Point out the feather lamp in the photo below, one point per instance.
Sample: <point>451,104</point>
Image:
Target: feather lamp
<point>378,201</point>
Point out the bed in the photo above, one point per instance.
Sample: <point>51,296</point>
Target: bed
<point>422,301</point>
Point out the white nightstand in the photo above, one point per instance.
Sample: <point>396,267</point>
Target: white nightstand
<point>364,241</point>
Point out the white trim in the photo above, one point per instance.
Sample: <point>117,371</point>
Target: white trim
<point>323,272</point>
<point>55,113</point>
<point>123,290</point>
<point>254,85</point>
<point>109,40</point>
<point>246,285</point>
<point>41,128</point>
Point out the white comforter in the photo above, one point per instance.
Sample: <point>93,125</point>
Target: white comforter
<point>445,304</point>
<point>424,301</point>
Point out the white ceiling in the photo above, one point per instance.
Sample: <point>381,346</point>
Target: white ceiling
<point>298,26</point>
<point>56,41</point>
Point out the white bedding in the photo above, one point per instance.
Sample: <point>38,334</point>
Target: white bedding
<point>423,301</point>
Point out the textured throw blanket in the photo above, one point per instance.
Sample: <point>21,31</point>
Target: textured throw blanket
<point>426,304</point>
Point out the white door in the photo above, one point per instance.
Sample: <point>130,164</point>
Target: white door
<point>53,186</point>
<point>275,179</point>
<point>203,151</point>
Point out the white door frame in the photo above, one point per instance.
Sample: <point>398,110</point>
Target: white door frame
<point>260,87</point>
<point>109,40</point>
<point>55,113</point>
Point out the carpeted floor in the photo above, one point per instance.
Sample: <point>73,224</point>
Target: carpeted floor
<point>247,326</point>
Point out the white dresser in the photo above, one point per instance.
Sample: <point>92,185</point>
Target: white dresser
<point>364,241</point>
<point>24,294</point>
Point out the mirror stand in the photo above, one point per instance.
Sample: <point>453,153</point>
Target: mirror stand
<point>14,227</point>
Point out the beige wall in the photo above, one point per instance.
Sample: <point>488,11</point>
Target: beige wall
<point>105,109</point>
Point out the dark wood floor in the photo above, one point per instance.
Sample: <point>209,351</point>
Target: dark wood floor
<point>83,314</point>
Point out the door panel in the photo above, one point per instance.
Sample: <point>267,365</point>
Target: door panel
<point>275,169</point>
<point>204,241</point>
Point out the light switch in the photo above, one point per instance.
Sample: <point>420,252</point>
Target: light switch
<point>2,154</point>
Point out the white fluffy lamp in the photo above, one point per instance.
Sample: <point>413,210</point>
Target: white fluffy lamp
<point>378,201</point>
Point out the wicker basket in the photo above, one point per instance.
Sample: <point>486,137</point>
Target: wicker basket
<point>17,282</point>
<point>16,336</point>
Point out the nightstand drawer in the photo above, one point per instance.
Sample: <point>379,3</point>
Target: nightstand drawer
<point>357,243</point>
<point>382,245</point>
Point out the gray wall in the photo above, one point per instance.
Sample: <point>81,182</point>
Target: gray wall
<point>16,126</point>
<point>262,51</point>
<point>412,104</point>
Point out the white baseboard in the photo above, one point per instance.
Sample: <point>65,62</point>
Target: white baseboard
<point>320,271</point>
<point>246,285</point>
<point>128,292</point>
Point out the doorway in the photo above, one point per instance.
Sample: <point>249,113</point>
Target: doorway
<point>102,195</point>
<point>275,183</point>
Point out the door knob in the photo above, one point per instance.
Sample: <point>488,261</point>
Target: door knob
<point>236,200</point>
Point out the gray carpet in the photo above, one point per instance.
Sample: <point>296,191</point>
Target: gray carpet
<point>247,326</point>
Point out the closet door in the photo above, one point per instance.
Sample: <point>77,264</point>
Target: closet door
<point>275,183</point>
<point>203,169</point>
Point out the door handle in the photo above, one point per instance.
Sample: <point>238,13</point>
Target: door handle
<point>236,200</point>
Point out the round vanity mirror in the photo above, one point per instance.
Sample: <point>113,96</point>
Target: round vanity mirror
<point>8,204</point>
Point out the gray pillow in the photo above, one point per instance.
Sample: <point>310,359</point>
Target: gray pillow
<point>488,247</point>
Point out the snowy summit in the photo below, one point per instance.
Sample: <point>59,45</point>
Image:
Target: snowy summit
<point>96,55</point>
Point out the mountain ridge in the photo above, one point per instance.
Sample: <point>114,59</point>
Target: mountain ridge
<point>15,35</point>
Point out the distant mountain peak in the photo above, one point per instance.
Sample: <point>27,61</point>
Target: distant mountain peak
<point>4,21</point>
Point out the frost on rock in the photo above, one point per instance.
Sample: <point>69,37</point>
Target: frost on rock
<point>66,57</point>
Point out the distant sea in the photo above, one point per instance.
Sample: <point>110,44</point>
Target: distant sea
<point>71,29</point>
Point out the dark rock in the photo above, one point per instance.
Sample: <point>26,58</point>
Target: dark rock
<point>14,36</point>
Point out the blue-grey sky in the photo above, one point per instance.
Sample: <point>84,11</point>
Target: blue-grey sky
:::::
- Given request
Reproduce all of the data above, changing every "one point per instance" to "one point for each instance" and leaving everything else as it is.

- Exercise answer
Point out the feather lamp in the photo below, one point for each instance.
Sample: <point>451,104</point>
Image:
Target: feather lamp
<point>378,201</point>
Point out the bed in the photo above, one point for each instance.
Sample: <point>51,296</point>
Target: bed
<point>422,301</point>
Point out the white nightstand in the photo above, one point for each instance.
Sample: <point>396,267</point>
Target: white nightstand
<point>364,241</point>
Point out the white trim in the photo above, one point for each instance.
Sample: <point>117,371</point>
Target: white trim
<point>323,272</point>
<point>55,113</point>
<point>123,290</point>
<point>254,85</point>
<point>109,40</point>
<point>246,285</point>
<point>41,128</point>
Point out the white comforter in the photo above, one point for each instance.
Sample: <point>93,125</point>
Target: white comforter
<point>445,304</point>
<point>424,301</point>
Point out the white ceiling in the photo above, one point for each instance.
Sample: <point>381,346</point>
Target: white ceiling
<point>298,26</point>
<point>56,41</point>
Point out the white bedding in the photo above, one point for each instance.
Sample: <point>38,334</point>
Target: white bedding
<point>423,301</point>
Point out the textured throw blanket in the photo above, one point for each instance.
Sample: <point>21,31</point>
Target: textured throw blanket
<point>426,304</point>
Point out the white door in the photo above, one point for each instance.
Sample: <point>130,164</point>
Target: white door
<point>53,186</point>
<point>275,179</point>
<point>203,151</point>
Point out the white door frame in the photo above, one point for each instance.
Sample: <point>398,110</point>
Target: white door frame
<point>260,87</point>
<point>109,40</point>
<point>55,113</point>
Point out the carpeted floor in the photo above, one point for each instance.
Sample: <point>73,224</point>
Target: carpeted floor
<point>247,326</point>
Point out the white dresser in the photo above, one point for each instance.
Sample: <point>92,185</point>
Target: white dresser
<point>364,241</point>
<point>24,294</point>
Point out the mirror stand in the photo above, one point for each instance.
Sample: <point>453,153</point>
Target: mirror stand
<point>14,227</point>
Point out the beige wall in the photo above, one point for each instance.
Sample: <point>488,11</point>
Target: beige wall
<point>105,109</point>
Point out the dark wood floor in the photo above, one point for each instance.
Sample: <point>209,351</point>
Target: dark wood floor
<point>83,314</point>
Point out the door panel in the photo above, one point for each instance.
Sample: <point>267,365</point>
Target: door panel
<point>275,169</point>
<point>204,241</point>
Point out the light switch in the photo above, one point for each instance.
Sample: <point>420,252</point>
Target: light switch
<point>2,154</point>
Point out the white fluffy lamp in the photo above, one point for each instance.
Sample: <point>413,210</point>
Target: white fluffy lamp
<point>378,201</point>
Point out the wicker basket in the photo above, one point for each instance.
Sample: <point>486,137</point>
Target: wicker basket
<point>17,282</point>
<point>16,336</point>
Point out the nightstand drawer in the photo above, one point for each instance.
Sample: <point>379,3</point>
Target: nightstand drawer
<point>357,243</point>
<point>382,245</point>
Point out the gray wall in the photo above, one point for each instance.
Sample: <point>81,182</point>
Target: gray wall
<point>16,126</point>
<point>262,51</point>
<point>412,104</point>
Point out the white baseboard in the photo above, one point for each instance.
Sample: <point>65,62</point>
Target: white baseboard
<point>320,271</point>
<point>246,285</point>
<point>128,292</point>
Point out the doorway in the photo above, one point for each instance.
Sample: <point>249,113</point>
Target: doorway
<point>102,195</point>
<point>275,183</point>
Point out the door knob in the photo above, one point for each instance.
Sample: <point>488,261</point>
Target: door knob
<point>236,200</point>
Point out the gray carpet in the photo above, one point for each instance.
Sample: <point>296,191</point>
Target: gray carpet
<point>247,326</point>
Point out the closet door in the photo above, one point for each instance.
Sample: <point>77,264</point>
Target: closet door
<point>275,183</point>
<point>203,169</point>
Point out the door handle in the photo above, one point for each instance.
Sample: <point>238,13</point>
Target: door handle
<point>236,200</point>
Point out the round vanity mirror in the photo above, one point for each instance.
Sample: <point>113,96</point>
Target: round vanity mirror
<point>8,204</point>
Point out the gray pillow in the photo above, one point for each instance.
Sample: <point>310,359</point>
Target: gray pillow
<point>488,247</point>
Point out the snowy summit in the photo below, one point for each instance.
Sample: <point>59,45</point>
Image:
Target: snowy summit
<point>96,55</point>
Point out the mountain ridge in the photo above, one point for each instance.
Sample: <point>114,59</point>
Target: mountain ridge
<point>15,35</point>
Point out the distant mountain peak in the photo above, one point for each instance.
Sample: <point>27,61</point>
Target: distant mountain peak
<point>4,21</point>
Point out the frost on rock in the photo above, one point for each instance.
Sample: <point>69,37</point>
Target: frost on rock
<point>66,57</point>
Point out the distant sea in the photo above, one point for each instance.
Sample: <point>110,44</point>
Target: distant sea
<point>71,29</point>
Point out the dark rock in the photo above, one point for each instance.
Sample: <point>26,58</point>
Target: dark rock
<point>14,36</point>
Point out the blue-grey sky in the photo above, one point for each instance.
Sample: <point>84,11</point>
Target: blue-grey sky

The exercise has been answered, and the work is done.